## Short task
Please pick out every line in the rows below that contains the word "water" and copy each one.

Object location annotation data:
"""
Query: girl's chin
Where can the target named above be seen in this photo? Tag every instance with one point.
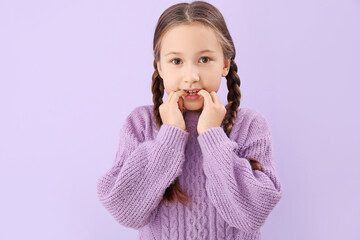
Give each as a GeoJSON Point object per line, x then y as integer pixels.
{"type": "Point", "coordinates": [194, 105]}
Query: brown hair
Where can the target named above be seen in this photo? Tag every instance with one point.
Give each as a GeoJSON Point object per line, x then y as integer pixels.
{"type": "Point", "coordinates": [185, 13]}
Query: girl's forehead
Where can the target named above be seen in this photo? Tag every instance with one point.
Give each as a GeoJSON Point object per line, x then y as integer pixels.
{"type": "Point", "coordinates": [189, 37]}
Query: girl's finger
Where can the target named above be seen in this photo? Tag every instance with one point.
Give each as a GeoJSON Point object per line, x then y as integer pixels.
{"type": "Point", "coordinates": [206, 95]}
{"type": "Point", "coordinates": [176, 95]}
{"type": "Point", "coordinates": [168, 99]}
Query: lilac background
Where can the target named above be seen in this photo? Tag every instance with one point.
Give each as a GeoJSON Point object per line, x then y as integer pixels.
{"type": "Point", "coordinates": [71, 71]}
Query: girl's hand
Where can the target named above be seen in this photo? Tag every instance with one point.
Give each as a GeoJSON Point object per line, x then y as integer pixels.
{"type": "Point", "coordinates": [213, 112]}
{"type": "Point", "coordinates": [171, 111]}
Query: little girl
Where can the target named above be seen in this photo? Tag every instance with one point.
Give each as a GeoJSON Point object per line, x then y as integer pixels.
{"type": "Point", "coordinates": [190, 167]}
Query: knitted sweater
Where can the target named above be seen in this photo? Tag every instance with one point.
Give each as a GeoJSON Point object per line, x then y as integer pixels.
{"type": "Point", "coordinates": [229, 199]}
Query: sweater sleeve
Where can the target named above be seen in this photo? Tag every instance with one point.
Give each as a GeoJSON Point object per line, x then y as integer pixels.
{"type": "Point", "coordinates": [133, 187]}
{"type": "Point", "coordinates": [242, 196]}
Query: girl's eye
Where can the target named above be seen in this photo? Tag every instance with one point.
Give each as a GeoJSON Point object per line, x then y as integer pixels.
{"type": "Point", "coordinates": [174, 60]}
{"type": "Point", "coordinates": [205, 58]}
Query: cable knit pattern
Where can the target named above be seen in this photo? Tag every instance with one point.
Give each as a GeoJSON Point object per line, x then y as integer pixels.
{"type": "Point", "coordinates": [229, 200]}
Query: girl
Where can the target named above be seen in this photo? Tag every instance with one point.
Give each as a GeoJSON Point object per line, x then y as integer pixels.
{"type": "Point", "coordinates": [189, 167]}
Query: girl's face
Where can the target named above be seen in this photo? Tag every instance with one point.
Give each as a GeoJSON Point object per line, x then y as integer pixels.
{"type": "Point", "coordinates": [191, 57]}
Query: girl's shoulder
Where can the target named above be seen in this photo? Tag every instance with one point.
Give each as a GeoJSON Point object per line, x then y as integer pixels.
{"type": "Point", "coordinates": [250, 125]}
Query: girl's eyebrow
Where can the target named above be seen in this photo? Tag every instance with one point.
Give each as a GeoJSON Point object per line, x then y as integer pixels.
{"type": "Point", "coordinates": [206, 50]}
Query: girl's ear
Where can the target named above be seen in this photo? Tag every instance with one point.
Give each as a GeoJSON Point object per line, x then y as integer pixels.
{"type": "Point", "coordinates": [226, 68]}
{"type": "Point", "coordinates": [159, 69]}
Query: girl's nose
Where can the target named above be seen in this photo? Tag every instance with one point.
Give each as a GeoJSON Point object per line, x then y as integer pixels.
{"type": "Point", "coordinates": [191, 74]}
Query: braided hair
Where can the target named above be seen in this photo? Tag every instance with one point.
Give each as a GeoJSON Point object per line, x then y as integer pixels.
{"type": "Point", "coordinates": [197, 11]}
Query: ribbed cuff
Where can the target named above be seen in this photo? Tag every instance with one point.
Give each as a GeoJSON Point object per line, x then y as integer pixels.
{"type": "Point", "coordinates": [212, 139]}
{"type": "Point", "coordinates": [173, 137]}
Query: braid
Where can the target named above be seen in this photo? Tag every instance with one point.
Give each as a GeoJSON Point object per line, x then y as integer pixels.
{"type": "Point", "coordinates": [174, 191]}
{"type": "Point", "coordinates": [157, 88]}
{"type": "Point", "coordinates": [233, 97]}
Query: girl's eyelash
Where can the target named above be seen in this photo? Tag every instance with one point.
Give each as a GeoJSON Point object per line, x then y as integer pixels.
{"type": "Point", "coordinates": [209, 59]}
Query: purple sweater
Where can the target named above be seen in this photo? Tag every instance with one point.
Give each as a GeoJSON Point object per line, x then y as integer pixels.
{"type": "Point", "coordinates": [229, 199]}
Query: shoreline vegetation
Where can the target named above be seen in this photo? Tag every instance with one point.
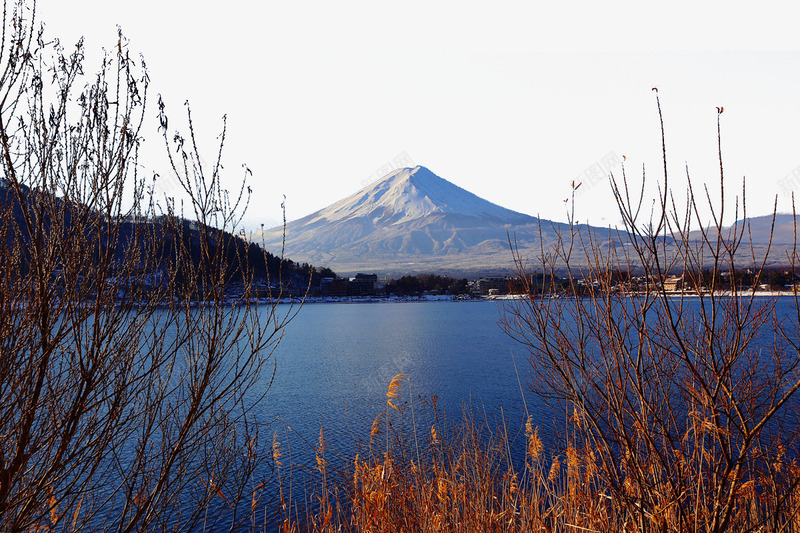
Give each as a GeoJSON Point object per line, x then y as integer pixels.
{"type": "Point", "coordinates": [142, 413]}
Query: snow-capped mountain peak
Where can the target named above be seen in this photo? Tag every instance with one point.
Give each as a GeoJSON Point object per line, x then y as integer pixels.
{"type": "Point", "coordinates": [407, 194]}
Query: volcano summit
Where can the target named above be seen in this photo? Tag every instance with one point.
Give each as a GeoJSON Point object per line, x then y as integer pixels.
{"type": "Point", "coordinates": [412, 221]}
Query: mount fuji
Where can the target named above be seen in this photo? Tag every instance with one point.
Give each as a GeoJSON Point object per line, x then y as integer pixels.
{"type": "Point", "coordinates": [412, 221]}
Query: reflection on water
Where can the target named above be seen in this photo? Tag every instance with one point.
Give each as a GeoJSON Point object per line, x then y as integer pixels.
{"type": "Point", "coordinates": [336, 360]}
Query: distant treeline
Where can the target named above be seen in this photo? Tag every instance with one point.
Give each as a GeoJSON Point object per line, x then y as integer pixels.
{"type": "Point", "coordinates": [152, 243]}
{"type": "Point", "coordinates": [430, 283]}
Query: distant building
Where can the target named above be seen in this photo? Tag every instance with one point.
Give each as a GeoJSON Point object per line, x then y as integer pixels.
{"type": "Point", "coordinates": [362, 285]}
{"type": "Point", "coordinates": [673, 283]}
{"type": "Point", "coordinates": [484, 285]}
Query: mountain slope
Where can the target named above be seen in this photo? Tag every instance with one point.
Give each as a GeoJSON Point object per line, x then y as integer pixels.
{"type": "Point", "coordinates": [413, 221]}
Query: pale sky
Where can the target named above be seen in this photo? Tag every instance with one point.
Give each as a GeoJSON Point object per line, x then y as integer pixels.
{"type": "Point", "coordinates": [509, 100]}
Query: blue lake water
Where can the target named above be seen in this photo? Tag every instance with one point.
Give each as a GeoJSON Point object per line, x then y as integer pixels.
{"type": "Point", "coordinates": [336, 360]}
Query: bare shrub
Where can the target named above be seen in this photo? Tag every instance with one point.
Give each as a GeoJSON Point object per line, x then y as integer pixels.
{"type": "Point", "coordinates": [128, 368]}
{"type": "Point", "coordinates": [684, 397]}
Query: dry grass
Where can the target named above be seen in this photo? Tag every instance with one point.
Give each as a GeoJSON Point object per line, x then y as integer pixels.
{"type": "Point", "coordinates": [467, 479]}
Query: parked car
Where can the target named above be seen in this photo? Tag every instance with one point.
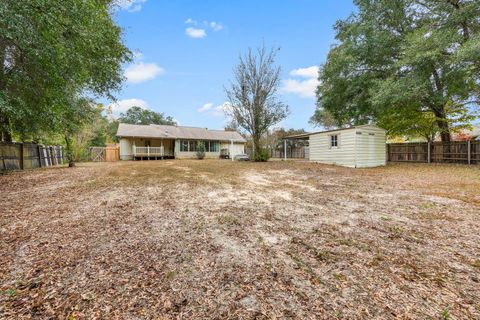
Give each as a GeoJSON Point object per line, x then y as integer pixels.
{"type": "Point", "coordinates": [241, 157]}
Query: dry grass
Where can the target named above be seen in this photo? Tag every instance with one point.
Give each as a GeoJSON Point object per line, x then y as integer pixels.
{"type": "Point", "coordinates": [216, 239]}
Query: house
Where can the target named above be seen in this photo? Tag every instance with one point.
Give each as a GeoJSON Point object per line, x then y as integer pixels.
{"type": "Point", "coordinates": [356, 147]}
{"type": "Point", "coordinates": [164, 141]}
"""
"""
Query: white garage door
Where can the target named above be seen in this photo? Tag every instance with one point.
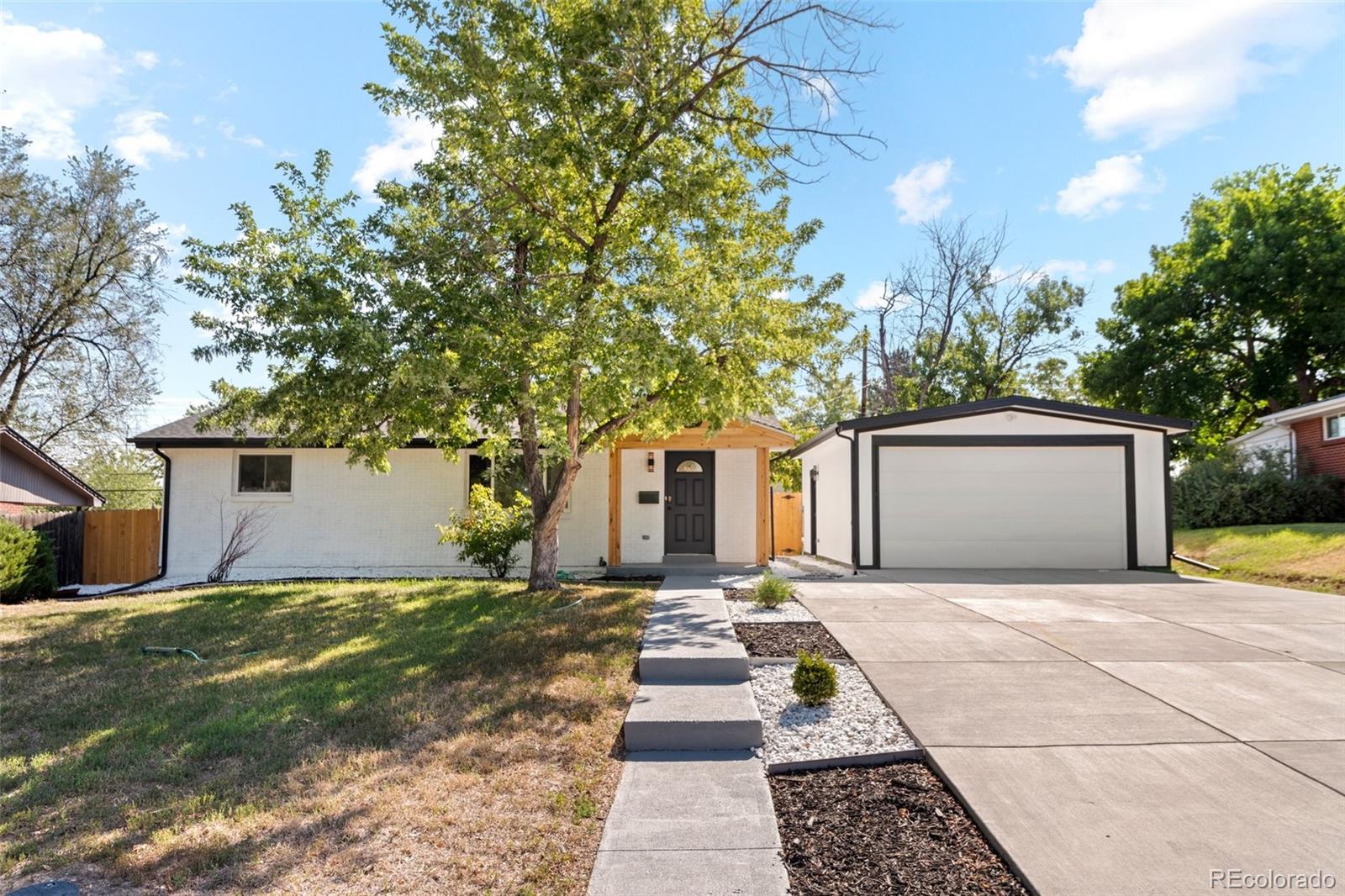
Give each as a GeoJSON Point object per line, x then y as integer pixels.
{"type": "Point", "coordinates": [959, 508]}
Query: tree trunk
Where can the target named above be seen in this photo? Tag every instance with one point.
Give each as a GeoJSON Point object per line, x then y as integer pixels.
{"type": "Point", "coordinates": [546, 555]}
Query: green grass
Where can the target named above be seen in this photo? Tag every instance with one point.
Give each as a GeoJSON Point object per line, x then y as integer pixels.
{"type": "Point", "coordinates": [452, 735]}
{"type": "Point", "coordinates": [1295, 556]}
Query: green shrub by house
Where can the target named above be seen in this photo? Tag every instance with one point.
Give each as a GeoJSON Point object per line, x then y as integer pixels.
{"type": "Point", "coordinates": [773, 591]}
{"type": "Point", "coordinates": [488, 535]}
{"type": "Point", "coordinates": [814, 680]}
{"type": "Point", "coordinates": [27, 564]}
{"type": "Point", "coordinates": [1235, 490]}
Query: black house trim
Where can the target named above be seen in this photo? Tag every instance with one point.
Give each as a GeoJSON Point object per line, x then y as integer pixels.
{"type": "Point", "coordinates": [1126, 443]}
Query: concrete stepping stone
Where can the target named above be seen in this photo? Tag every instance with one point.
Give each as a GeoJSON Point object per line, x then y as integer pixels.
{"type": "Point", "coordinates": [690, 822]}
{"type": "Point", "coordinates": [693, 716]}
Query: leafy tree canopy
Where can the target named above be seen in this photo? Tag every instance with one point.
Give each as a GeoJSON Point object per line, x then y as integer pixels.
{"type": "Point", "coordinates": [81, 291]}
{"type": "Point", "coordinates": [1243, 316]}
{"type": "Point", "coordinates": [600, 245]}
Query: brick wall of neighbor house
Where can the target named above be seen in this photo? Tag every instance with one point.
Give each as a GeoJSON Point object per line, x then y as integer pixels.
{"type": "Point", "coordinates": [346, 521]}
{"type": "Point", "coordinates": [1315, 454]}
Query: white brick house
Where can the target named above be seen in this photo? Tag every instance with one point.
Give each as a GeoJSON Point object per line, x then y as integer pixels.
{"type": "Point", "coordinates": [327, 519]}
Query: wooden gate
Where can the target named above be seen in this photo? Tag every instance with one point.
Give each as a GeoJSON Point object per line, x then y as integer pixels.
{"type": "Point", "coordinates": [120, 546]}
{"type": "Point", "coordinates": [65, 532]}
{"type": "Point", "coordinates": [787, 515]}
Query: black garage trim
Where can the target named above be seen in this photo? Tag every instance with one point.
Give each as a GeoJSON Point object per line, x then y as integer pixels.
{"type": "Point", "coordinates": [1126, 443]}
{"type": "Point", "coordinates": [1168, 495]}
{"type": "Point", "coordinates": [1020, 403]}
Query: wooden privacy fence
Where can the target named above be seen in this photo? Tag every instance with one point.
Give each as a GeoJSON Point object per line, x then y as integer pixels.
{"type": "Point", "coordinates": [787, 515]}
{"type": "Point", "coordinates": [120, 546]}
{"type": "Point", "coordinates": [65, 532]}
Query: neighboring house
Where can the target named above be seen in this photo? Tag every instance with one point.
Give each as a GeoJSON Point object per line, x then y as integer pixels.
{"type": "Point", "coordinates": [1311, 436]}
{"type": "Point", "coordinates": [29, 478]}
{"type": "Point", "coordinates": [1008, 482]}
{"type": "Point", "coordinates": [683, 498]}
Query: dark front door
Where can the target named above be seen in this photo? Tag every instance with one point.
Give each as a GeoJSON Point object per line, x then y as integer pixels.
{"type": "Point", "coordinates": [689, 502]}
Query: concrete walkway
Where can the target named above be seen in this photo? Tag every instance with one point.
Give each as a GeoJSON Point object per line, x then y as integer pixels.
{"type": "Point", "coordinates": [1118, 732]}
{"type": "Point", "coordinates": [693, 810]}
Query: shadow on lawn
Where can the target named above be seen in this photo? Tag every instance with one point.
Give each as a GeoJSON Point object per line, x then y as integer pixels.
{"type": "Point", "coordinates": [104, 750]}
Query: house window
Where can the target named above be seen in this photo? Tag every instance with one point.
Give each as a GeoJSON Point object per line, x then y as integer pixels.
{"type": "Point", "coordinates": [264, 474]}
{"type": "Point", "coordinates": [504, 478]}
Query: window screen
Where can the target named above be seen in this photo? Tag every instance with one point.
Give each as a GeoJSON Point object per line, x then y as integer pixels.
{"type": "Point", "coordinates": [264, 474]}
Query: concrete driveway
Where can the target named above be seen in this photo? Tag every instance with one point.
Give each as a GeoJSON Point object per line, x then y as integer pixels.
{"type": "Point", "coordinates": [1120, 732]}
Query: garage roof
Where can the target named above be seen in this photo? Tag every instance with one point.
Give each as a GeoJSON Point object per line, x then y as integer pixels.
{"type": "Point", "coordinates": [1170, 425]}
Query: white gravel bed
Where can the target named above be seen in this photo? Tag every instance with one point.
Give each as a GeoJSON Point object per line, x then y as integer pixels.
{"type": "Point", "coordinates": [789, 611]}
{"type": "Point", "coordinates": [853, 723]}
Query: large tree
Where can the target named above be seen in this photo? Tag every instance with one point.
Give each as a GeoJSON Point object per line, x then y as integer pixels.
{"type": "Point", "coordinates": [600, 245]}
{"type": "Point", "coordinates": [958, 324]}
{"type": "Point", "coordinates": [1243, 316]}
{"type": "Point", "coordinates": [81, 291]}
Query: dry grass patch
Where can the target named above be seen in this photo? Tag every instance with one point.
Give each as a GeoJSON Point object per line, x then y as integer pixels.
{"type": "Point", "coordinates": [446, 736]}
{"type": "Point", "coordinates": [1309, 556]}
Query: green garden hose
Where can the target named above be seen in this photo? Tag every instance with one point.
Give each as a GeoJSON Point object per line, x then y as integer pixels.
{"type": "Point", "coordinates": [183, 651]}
"""
## Task response
Query: reflection on water
Query: blue lake water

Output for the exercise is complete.